**Texte fourni**
________________________________________

Points clefs
  • Si le premier ministre sortant est reconduit, il doit faire face à une configuration inédite : minoritaire, son principal opposant est désormais le parti d’extrême droite Chega, mené par le trumpiste André Ventura.
  • Grande perdante de cette soirée, la gauche divisée obtient moins d’un tiers des suffrages.
  • Passant habituellement pour résilient, le système bipartite portugais sort de ce scrutin en lambeaux — ne résistant pas à l’ascension de Chega : c’est la première fois que le centre gauche et le centre droit ne disposent plus de la majorité des deux tiers.
  • Les Portugais retourneront aux urnes à l’automne pour les municipales puis, en janvier 2026, pour l’élection présidentielle — la campagne a déjà commencé.

La campagne électorale des élections législatives portugaises qui se sont tenues fut terne et insipide. Répétitive, elle se résuma le plus souvent à des jeux florentins ou à des invectives, au point de susciter une désaffection reflétée par des audiences télévisuelles en baisse. Son issue, à la fois attendue et surprenante, provoque un séisme politique.

La victoire de l’Alliance démocratique (AD) constituée du PSD et du CDS, droite/centre-droit, était annoncée par tous les instituts de sondage : avec 32,7 % et 89 députés, le Premier ministre sortant Luís Montenegro s’est relégitimé, obtenant cette « majorité plus large » (« Maioria maior ») qu’il avait appelée de ses vœux, loin pourtant d’une majorité absolue jamais évoquée mais dans tous les esprits.

Dans un contexte de forte mobilisation — près de 65 % de participation comme en 2024 —, le Parti socialiste a réalisé le troisième pire score de son histoire (23,3 %), perdant en trois ans près de la moitié de ses députés et en voyant l’écart en sièges se creuser avec l’AD à l’Assemblée (31 députés de moins, contre 2 d’écart en 2024). Pire, talonné par l’extrême-droite avec près de 23 % et le même nombre de députés (58), le PS est en passe de perdre au parlement sa place de second parti et de leader de l’opposition, Chega, avec les résultats à venir des quatre députés de l’étranger, pouvant atteindre 60 sièges, soit 10 de plus qu’en 2024. Vers minuit, Pedro Nuno Santos a annoncé sa démission comme secrétaire général du PS, se refusant par avance à soutenir un exécutif dirigé par Luís Montenegro qui, a-t-il répété, « n’a pas l’aptitude requise pour le poste et les élections n’ont pas changé cette réalité. » Divisée, la gauche (PS, Parti communiste qui perd encore un siège, Bloc de Gauche qui perd 3 de ses 4 sièges) obtient moins d’un tiers des suffrages, seul Livre (Libre) gagnant deux sièges en consolidant son ancrage très urbain (6 députés).

________________________________________

**Exercices écrits**
(1) Extrayez du texte sur les législatives portugaises le passage situé entre « La victoire de » et « tous les esprits. », ces deux extrémités comprises.
(2) Affichez chaque ligne des enregistrements où figure la chaîne « plate », en tenant compte de la casse.

________________________________________

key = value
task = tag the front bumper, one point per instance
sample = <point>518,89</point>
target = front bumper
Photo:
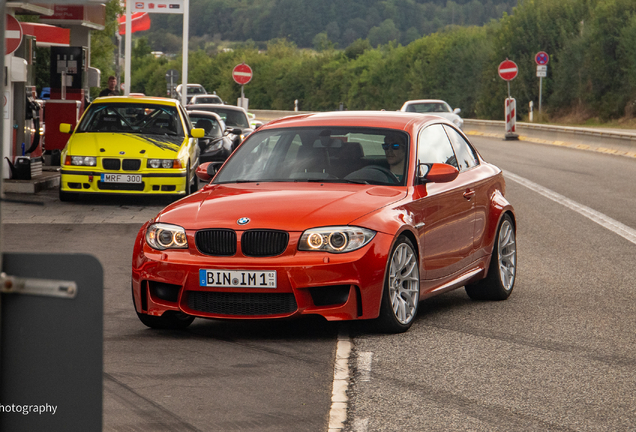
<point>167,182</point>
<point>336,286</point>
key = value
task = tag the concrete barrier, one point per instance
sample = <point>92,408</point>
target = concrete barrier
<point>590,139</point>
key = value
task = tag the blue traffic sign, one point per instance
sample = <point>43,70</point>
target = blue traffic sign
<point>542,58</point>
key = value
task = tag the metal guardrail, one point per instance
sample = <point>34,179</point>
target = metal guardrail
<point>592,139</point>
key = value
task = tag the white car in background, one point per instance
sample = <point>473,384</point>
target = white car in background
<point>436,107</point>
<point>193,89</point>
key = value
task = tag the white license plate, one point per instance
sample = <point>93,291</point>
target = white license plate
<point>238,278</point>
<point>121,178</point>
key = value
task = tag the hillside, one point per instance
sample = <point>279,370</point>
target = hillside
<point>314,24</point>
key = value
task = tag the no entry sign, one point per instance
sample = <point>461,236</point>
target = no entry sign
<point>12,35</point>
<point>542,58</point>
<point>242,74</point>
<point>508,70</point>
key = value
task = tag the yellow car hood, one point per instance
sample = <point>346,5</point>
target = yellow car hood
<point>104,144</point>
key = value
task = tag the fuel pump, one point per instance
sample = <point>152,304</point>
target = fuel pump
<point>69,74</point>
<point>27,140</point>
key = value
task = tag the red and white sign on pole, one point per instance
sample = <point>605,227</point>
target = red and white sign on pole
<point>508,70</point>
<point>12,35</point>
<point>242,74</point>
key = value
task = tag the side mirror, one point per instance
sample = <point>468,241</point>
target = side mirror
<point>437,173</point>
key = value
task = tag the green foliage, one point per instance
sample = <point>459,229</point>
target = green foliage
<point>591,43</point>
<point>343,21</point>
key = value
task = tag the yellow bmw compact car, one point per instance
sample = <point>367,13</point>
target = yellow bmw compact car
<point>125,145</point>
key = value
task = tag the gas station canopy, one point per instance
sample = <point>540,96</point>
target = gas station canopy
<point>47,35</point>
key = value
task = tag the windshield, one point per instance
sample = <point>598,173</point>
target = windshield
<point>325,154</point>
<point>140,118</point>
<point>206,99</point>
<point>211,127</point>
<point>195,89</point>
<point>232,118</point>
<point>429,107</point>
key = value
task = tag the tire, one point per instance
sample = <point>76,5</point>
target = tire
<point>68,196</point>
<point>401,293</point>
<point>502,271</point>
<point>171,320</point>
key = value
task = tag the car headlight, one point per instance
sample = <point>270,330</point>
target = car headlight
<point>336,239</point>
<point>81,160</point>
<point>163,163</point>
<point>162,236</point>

________________________________________

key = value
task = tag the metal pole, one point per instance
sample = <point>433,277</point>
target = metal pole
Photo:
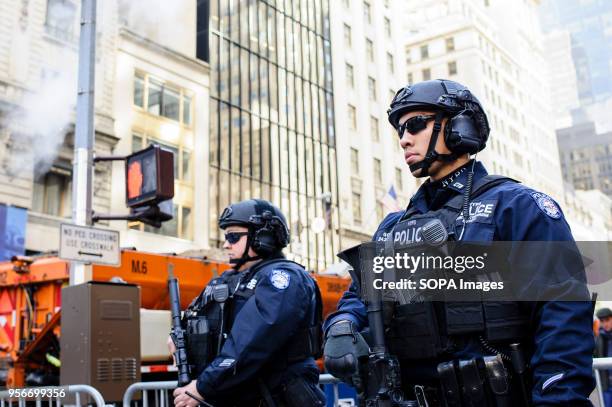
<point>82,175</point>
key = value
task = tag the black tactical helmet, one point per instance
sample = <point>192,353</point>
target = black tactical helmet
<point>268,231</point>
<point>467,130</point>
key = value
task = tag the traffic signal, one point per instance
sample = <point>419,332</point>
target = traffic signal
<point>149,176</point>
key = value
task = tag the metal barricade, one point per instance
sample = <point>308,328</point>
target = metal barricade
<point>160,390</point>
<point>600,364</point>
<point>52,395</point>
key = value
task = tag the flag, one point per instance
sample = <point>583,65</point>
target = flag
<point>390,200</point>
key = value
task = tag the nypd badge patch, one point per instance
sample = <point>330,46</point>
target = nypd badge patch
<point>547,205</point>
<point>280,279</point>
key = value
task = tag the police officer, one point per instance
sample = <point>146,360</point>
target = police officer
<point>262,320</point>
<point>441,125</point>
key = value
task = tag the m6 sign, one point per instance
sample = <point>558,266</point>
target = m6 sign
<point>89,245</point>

________________________________________

**Corrigé des exercices**
(1)
La victoire de l’Alliance démocratique (AD) constituée du PSD et du CDS, droite/centre-droit, était annoncée par tous les instituts de sondage : avec 32,7 % et 89 députés, le Premier ministre sortant Luís Montenegro s’est relégitimé, obtenant cette « majorité plus large » (« Maioria maior ») qu’il avait appelée de ses vœux, loin pourtant d’une majorité absolue jamais évoquée mais dans tous les esprits.

(2)
task = tag the white license plate, one point per instance
target = white license plate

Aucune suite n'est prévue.